<<<<

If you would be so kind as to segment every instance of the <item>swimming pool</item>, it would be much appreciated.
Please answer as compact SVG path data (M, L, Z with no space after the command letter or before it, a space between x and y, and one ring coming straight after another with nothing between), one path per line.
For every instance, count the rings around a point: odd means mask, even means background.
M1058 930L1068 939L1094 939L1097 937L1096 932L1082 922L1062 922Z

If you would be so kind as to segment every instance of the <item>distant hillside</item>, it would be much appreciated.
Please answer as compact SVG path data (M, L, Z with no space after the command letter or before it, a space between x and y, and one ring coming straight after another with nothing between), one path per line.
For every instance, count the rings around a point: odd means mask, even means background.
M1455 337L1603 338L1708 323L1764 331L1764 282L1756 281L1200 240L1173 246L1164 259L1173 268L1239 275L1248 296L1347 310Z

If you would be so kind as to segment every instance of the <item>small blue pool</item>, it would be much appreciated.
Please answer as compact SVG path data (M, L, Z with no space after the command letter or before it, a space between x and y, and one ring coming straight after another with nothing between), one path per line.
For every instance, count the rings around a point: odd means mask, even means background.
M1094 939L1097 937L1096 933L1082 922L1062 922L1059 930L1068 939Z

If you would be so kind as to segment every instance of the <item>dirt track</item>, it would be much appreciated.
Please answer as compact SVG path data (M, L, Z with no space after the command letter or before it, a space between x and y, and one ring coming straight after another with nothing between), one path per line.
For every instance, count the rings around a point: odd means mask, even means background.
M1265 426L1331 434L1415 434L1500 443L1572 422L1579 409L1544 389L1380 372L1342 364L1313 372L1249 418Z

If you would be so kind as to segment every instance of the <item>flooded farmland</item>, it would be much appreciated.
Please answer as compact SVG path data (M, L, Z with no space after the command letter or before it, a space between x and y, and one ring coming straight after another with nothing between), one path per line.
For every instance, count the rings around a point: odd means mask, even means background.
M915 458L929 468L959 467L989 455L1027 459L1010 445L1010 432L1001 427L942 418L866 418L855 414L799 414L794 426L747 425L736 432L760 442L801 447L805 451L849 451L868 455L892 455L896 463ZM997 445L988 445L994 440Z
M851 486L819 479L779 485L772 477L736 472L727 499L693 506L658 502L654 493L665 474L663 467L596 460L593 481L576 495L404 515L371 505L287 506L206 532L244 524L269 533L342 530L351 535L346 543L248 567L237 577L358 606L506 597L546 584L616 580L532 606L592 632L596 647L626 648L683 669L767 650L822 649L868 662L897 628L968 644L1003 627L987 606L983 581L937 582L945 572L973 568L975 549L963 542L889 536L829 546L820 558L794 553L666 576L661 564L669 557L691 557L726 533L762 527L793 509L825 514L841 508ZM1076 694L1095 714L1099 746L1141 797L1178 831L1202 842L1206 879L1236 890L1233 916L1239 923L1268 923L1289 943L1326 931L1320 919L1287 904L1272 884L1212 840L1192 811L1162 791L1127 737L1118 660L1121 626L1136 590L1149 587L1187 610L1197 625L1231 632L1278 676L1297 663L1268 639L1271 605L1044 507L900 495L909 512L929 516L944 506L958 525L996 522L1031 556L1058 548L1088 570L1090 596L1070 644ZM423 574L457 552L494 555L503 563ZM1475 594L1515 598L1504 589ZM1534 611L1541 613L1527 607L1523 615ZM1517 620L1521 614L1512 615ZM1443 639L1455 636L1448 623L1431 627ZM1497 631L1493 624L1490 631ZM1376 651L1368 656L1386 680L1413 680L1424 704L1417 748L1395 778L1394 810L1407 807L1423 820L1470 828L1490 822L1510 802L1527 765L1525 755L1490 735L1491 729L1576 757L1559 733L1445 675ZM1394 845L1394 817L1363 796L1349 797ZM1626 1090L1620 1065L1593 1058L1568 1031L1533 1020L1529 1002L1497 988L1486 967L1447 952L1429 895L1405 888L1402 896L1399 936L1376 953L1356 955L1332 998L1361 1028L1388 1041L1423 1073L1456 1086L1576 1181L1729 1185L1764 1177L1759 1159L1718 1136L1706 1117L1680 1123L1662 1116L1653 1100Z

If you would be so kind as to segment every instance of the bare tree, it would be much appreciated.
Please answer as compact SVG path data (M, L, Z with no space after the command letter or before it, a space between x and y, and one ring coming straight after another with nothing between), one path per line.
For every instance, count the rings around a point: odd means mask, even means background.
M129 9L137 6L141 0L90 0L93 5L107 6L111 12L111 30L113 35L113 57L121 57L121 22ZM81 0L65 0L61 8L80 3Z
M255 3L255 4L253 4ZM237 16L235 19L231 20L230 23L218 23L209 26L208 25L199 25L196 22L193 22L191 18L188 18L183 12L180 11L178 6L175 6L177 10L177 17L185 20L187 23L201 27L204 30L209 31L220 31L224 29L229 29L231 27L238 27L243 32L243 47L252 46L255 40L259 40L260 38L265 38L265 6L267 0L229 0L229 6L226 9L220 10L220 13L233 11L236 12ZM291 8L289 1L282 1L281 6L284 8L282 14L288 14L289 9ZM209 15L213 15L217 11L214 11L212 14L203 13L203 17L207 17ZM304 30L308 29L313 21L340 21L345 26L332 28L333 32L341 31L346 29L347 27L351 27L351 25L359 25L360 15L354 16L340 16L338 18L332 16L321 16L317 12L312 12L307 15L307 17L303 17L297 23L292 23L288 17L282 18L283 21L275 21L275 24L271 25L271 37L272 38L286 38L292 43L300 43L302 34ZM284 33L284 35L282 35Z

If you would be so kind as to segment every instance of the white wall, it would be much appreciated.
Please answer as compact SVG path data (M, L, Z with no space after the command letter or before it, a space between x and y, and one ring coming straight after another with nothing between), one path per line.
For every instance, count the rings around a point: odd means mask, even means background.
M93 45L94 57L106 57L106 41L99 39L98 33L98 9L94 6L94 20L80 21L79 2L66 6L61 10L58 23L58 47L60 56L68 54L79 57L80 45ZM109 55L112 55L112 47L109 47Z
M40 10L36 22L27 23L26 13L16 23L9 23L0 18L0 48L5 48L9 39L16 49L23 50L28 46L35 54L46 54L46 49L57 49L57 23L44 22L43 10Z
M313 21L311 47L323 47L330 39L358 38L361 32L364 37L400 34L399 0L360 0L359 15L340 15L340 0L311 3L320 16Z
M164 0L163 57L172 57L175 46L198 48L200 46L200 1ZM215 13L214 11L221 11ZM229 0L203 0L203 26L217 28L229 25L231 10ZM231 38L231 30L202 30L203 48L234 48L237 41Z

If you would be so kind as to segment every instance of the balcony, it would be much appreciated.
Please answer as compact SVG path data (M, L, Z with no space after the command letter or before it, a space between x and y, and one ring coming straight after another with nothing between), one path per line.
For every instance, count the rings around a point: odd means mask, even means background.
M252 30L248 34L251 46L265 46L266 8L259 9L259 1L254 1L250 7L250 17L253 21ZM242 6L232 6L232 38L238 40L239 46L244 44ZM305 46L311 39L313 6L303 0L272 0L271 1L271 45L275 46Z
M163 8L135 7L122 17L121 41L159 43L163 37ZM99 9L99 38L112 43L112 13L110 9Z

>>>>

**The task:** The records above are to be repeated exactly, in their entirety.

**Response:**
If you would be so kind as to segment every instance of the <item>swimming pool</item>, it would be much appreciated.
Please answer as compact SVG path data (M, L, Z with no space after the command letter or before it, a space between x and y, and one ring coming straight after another with nothing between), one path per line.
For every instance, count the rings around a point: odd means mask, even means background.
M1058 930L1068 939L1094 939L1097 937L1096 932L1082 922L1062 922Z

If you would be so kind as to segment every instance of the <item>distant hillside</item>, it would be much appreciated.
Please answer as compact SVG path data (M, L, Z with no space after the command letter or before it, a space between x and y, and one ring coming straight after another with nothing between), one path per line.
For every instance, count the rings around a point: odd means mask, even means background.
M1455 337L1603 338L1708 323L1764 331L1764 282L1756 281L1200 240L1173 246L1164 259L1173 268L1239 275L1248 296L1347 310Z

If you would be so kind as to segment every instance of the <item>small blue pool</item>, it would be much appreciated.
Please answer as compact SVG path data (M, L, Z with no space after the command letter or before it, a space between x and y, and one ring coming straight after another with nothing between), one path per line.
For every instance, count the rings around a point: odd means mask, even means background.
M1094 939L1097 937L1096 933L1082 922L1062 922L1059 930L1068 939Z

If you would be so kind as to segment every instance of the <item>dirt track</item>, it would be much appreciated.
Please answer as compact SVG path data (M, L, Z with no space after the command letter or before it, a space between x and y, and one ring coming straight after another with nothing between), one path per line.
For every instance, count the rings around a point: odd means mask, even means background.
M1265 426L1331 434L1415 434L1500 443L1572 422L1579 409L1544 389L1380 372L1342 364L1313 372L1249 418Z

If you would be so kind as to segment every instance of the <item>flooded farmland</item>, it would be much appreciated.
Please answer as compact SVG path data (M, L, Z with no space after the command letter or before it, a space between x and y, and one ring coming straight after another with nothing between), one path per line.
For every instance, count the rings around a point: odd means mask, even means background.
M915 458L929 468L959 467L989 455L1027 459L1010 445L1010 432L1001 427L942 418L866 418L855 414L799 414L794 426L747 425L736 432L760 442L801 447L805 451L849 451L868 455L892 455L896 463ZM997 445L988 445L994 440Z
M851 486L819 479L779 485L772 477L736 472L727 499L693 506L658 502L654 493L665 474L663 467L596 460L593 481L576 495L404 515L371 505L287 506L206 532L244 524L269 533L342 530L351 535L346 543L248 567L237 577L358 606L506 597L546 584L616 580L532 606L592 632L596 647L626 648L683 669L767 650L822 649L868 662L897 628L968 644L1003 627L987 606L983 581L937 582L945 572L973 568L975 549L963 542L889 536L829 546L820 558L794 553L666 576L661 564L669 557L691 557L726 533L762 527L793 509L825 514L841 508ZM1076 694L1095 714L1099 746L1141 797L1178 831L1202 842L1206 879L1236 890L1233 916L1239 923L1268 923L1289 943L1326 931L1320 919L1287 904L1272 884L1212 840L1192 811L1162 791L1127 737L1118 660L1121 626L1136 590L1149 587L1187 610L1197 625L1231 632L1278 676L1297 663L1268 639L1271 605L1044 507L900 495L909 512L929 516L944 506L958 525L996 522L1031 556L1058 548L1088 570L1090 596L1070 644ZM423 574L457 552L494 555L503 563ZM1475 594L1515 598L1504 589ZM1534 611L1541 613L1527 607L1523 615ZM1517 620L1521 614L1512 615ZM1443 639L1455 636L1448 623L1431 627ZM1497 631L1493 624L1490 631ZM1376 651L1368 656L1386 680L1413 680L1424 704L1417 748L1395 778L1394 810L1407 807L1423 820L1470 828L1490 822L1510 802L1527 765L1525 755L1490 735L1491 729L1576 757L1559 733L1445 675ZM1394 845L1394 817L1363 796L1349 797ZM1626 1090L1620 1065L1593 1058L1568 1031L1533 1020L1529 1002L1497 988L1486 967L1447 952L1429 895L1405 888L1402 896L1399 936L1376 953L1356 955L1332 998L1361 1028L1388 1041L1423 1073L1456 1086L1576 1181L1729 1185L1764 1177L1759 1159L1718 1136L1706 1117L1680 1123L1662 1116L1653 1100Z

If you would be so kind as to segment every instance of the bare tree, it would be much appreciated.
Please answer as compact SVG path data (M, L, Z with no space after the command letter or before it, a space between x and y, and one ring coming straight after another with nothing between), one path per line.
For every instance, count the rings around a point: odd means mask, even means background.
M129 9L137 6L141 0L90 0L93 5L107 6L111 12L111 30L113 35L113 57L121 57L121 22ZM81 0L65 0L61 8L80 3Z
M255 3L255 4L253 4ZM237 16L235 19L231 20L230 23L218 23L209 26L208 25L199 25L196 22L193 22L191 18L188 18L183 12L180 11L178 6L175 6L177 10L177 17L185 20L187 23L201 27L204 30L209 31L220 31L224 29L229 29L231 27L238 27L243 32L243 47L252 46L255 40L259 40L260 38L265 38L265 6L267 0L229 0L229 6L226 9L220 10L220 13L233 11L236 12ZM291 8L289 1L282 1L281 6L284 8L282 14L288 14L289 9ZM209 15L213 15L217 11L214 11L212 14L203 13L203 17L207 17ZM304 30L308 29L313 21L340 21L345 26L332 28L333 32L341 31L346 29L347 27L351 27L351 25L359 25L360 15L354 16L340 16L338 18L332 16L321 16L317 12L312 12L307 15L307 17L303 17L297 23L292 23L288 17L282 18L283 21L275 21L275 24L271 25L271 37L272 38L286 38L292 43L300 43L302 34ZM284 33L284 35L282 35Z

If you would be so kind as to segment every instance of the white wall, it would be much appreciated.
Please answer as compact SVG path data (M, L, Z with no space after the command letter or before it, a space between x and y, and one ring coming straight after another with nothing between), one path per line.
For every instance, count the rings around a point: odd means mask, even means background.
M93 45L94 57L106 57L106 41L99 39L98 33L98 9L94 6L94 20L80 21L79 2L66 6L61 10L58 23L58 47L60 56L68 54L79 57L80 45ZM109 55L112 55L112 47L109 47Z
M40 10L36 22L27 23L26 13L16 23L9 23L0 18L0 48L5 48L9 39L16 49L23 50L28 46L35 54L46 54L46 49L57 49L57 23L44 22L43 10Z
M313 21L311 47L323 47L330 39L358 38L361 32L364 37L400 34L399 0L360 0L359 15L340 15L340 0L311 3L320 16Z
M164 0L163 57L172 57L175 46L198 48L200 46L200 1ZM215 13L214 11L221 11ZM229 0L203 0L203 26L217 28L229 25L231 10ZM231 38L231 30L202 30L203 48L234 48L237 41Z

If you would be so kind as to segment every instance of the balcony, it would be much appreciated.
Please answer as compact SVG path data (M, L, Z with no space after the command letter or before it, a space between x and y, and one ring coming straight after another with nothing between), one path per line.
For every instance, count the rings around a point: odd means mask, even means background.
M252 30L248 34L251 46L265 46L266 8L259 9L259 1L254 1L250 7L250 17L253 21ZM242 6L232 6L232 38L238 40L239 46L244 44ZM305 46L311 39L313 6L303 0L272 0L271 1L271 45L275 46Z
M163 8L135 7L122 17L121 41L159 43L163 37ZM99 9L99 38L112 43L112 13L110 9Z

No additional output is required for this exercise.